* **Your assignment**
Which lines below include "written"? Copy them all.

* **Provided data**
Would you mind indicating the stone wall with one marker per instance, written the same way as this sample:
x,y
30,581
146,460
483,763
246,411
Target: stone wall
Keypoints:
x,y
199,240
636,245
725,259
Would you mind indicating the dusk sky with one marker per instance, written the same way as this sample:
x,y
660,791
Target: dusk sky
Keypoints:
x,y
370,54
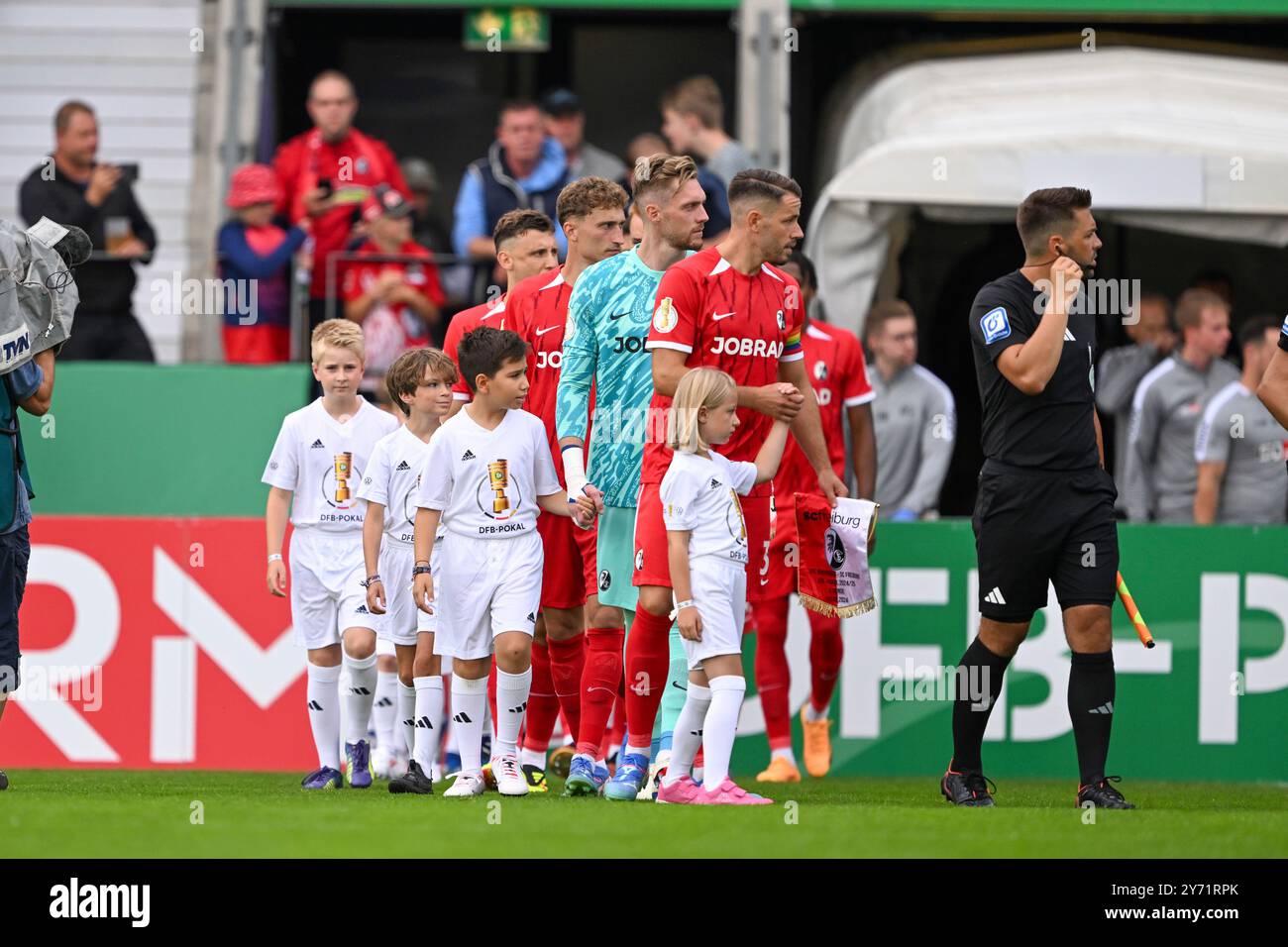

* **Task result**
Would you mind indicating the stone wall with one marker per instance, written the same way as this sample:
Would you mind indicating the dusk sky with one marker per instance, written the same way as this sample:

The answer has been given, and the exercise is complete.